Material provided:
—————

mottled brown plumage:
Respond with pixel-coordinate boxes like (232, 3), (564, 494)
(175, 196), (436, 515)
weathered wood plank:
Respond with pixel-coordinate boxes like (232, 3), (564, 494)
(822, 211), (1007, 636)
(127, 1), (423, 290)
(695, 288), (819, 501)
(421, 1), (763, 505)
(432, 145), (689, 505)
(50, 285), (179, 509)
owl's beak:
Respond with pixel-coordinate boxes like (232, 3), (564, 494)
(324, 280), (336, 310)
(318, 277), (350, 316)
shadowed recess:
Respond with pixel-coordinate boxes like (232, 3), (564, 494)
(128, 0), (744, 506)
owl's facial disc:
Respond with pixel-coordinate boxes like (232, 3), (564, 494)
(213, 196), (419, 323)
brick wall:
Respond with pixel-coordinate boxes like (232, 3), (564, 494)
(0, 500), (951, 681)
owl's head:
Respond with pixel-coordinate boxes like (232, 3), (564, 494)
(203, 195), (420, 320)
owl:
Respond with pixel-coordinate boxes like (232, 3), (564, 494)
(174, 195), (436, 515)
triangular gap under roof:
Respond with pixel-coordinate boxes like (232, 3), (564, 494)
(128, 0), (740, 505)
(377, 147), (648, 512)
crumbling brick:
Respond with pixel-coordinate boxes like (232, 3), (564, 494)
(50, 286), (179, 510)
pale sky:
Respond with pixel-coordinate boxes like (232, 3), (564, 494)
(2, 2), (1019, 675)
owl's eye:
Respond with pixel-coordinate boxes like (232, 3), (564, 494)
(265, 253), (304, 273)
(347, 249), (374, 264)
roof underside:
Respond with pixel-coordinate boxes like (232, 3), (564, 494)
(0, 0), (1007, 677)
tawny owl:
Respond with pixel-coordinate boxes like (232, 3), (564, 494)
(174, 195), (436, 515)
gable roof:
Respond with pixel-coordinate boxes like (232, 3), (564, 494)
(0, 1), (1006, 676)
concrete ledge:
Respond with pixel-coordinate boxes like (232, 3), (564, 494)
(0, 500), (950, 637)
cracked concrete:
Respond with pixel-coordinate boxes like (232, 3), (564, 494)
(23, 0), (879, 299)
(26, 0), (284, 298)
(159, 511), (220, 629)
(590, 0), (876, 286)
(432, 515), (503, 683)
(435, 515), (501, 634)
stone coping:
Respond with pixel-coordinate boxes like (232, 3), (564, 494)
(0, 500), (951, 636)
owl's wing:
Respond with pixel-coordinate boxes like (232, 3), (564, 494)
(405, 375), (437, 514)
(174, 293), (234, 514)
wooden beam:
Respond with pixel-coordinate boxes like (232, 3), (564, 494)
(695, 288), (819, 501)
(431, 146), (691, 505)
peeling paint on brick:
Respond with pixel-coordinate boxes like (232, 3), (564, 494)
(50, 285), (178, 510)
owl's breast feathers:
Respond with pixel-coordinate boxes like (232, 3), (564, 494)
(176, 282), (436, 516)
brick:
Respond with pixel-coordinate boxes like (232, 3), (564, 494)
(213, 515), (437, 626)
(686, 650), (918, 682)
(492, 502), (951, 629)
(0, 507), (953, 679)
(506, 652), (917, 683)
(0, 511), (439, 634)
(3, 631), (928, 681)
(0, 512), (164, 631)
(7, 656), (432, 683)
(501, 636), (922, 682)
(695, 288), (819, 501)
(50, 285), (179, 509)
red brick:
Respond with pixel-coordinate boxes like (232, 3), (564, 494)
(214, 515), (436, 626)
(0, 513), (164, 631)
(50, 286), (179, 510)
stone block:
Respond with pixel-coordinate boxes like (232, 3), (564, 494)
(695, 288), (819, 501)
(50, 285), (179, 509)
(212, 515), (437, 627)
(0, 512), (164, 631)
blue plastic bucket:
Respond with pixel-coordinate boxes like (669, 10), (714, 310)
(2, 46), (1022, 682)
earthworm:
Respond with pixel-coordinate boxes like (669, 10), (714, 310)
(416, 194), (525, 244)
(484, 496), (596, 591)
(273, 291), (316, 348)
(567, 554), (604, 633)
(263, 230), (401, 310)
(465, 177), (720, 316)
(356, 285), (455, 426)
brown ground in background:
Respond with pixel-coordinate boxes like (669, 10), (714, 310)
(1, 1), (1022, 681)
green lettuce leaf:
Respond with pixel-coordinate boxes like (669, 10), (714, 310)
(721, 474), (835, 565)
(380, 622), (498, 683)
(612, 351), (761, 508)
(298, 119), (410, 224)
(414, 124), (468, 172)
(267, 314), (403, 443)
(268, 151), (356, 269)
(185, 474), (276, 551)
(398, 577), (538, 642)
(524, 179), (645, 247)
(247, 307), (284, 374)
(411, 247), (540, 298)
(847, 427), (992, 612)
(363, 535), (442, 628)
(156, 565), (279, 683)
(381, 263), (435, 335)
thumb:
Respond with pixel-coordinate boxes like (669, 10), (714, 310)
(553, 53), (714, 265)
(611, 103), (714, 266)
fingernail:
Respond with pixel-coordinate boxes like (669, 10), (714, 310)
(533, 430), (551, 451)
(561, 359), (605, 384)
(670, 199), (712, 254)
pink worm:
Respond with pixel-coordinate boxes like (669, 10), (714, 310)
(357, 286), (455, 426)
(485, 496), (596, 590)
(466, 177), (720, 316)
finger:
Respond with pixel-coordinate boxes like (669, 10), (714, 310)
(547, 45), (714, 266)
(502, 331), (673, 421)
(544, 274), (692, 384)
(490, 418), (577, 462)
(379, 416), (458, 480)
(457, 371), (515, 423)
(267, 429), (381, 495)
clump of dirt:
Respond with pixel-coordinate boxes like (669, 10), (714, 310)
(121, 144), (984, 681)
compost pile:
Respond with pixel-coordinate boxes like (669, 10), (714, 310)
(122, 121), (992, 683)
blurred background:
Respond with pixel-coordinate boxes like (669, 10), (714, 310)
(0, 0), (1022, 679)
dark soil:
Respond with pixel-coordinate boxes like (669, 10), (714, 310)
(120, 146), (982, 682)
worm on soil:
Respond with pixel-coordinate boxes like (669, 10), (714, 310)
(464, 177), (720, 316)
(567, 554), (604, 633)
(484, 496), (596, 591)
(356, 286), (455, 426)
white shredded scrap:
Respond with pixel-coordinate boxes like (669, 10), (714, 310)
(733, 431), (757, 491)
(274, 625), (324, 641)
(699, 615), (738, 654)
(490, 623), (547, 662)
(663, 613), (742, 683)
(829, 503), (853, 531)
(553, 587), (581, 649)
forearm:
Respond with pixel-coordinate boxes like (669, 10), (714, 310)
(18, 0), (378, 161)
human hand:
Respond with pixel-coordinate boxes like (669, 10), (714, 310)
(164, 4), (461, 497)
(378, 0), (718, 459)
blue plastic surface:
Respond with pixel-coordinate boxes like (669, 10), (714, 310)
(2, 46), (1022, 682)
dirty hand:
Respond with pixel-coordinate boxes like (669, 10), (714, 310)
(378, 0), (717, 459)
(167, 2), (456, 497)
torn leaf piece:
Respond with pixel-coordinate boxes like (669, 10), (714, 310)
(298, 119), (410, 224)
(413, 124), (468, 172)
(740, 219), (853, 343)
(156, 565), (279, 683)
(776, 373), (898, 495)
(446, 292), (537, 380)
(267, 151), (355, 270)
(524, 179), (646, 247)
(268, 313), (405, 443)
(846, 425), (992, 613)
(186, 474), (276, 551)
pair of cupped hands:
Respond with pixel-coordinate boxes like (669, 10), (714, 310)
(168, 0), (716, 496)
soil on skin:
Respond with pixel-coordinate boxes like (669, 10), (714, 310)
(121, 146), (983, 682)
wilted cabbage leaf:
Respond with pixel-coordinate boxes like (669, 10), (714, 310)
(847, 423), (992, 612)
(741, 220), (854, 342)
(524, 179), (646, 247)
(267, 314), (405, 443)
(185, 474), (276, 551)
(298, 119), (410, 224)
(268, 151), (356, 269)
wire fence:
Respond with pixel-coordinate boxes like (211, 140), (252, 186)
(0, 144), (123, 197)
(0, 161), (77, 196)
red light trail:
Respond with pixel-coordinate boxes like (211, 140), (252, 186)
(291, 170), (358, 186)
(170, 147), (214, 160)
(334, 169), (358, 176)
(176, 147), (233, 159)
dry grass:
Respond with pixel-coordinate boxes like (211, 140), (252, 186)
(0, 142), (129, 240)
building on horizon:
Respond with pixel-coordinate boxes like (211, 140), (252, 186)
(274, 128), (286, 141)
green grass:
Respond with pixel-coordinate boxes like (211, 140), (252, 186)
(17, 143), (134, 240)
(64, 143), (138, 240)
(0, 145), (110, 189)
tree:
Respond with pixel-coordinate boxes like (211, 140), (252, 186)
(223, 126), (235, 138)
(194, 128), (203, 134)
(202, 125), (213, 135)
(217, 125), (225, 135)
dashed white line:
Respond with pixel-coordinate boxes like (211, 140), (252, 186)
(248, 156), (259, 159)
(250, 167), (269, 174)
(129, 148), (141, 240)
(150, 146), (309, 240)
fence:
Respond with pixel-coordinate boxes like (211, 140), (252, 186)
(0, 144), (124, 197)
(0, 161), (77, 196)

—————

Your objective:
Your answer must consist of every line in the listing that contains "brown".

Your solution:
mottled brown plumage:
brown ground in background:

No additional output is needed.